Entries supplied:
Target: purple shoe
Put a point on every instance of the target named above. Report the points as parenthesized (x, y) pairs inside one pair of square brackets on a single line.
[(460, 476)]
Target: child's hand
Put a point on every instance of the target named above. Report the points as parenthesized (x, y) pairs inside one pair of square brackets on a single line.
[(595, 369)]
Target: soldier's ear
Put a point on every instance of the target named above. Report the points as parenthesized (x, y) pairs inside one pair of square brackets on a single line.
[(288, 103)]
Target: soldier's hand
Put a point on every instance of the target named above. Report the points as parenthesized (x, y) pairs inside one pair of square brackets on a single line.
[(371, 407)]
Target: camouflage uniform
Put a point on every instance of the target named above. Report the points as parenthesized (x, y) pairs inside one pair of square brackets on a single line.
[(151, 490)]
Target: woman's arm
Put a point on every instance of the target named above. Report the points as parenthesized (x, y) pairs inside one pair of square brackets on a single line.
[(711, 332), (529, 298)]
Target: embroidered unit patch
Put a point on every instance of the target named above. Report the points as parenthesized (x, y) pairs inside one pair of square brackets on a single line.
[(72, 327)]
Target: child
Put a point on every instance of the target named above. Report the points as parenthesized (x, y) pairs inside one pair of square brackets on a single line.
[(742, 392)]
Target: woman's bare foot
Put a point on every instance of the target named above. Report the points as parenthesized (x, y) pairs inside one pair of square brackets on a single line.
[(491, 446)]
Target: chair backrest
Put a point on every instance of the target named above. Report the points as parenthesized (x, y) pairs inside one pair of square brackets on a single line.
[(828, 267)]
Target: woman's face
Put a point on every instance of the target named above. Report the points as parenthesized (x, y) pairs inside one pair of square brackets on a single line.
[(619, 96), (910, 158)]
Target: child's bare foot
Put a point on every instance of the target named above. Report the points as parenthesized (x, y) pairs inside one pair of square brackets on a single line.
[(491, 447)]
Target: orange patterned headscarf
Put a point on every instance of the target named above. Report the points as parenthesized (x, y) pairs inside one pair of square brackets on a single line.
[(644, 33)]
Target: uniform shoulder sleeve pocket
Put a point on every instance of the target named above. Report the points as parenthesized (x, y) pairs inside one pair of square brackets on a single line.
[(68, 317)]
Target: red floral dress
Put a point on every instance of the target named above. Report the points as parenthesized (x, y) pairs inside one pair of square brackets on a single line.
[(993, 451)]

...

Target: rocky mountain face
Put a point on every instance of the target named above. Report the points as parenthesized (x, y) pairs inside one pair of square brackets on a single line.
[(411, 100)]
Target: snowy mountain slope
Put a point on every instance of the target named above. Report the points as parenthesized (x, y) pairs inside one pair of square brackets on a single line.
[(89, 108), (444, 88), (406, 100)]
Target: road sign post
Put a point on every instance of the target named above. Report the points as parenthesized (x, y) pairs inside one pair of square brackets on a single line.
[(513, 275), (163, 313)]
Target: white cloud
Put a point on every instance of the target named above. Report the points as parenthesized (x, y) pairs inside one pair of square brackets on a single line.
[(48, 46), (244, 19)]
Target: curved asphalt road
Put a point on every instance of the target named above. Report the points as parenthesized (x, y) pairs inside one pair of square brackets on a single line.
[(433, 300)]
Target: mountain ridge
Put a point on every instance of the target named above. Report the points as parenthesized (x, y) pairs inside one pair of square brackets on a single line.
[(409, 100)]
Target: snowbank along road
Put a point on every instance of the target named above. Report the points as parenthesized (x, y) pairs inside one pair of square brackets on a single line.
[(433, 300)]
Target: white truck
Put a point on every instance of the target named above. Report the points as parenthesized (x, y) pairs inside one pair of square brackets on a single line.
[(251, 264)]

Given task: Please copy the entries above word for word, starting at the line that contains "Target: purple shoe" and stopping after the line that contains "[(72, 327)]".

Completed exercise:
Target: purple shoe
Put a point on every instance of the target named above. Report the points as parenthesized (x, y) pairs inside one pair of square brackets on a single line.
[(460, 476)]
Target: child's hand
Put a point on every instance of the target named above. Report the points as parenthesized (x, y) pairs inside one pair of square brackets on a single line.
[(595, 369)]
Target: soldier's ear
Put a point on every instance of the target named above. Report the points as parenthesized (x, y) pairs inside one pair of square brackets on a single line.
[(288, 103)]
Target: soldier's hand
Put a point on every instance of the target named above. Report the points as parenthesized (x, y) pairs inside one pair of square brackets on a single line.
[(371, 407)]
Target: camouflage uniform
Put a point on every instance of the target named above. Report the points as parenthesized (x, y) pairs inside one pair of square brackets on a single line.
[(151, 490)]
Target: woman's arm
Put a point on every instance of the target named above. Report the points as parenthesized (x, y) pairs inside one pair of square brackets on a single line.
[(711, 332), (529, 298)]
Target: embroidered unit patch
Put a point on every instance of the target named above. Report the points as parenthesized (x, y) pairs inside one pair of square brackets on a single line.
[(72, 327)]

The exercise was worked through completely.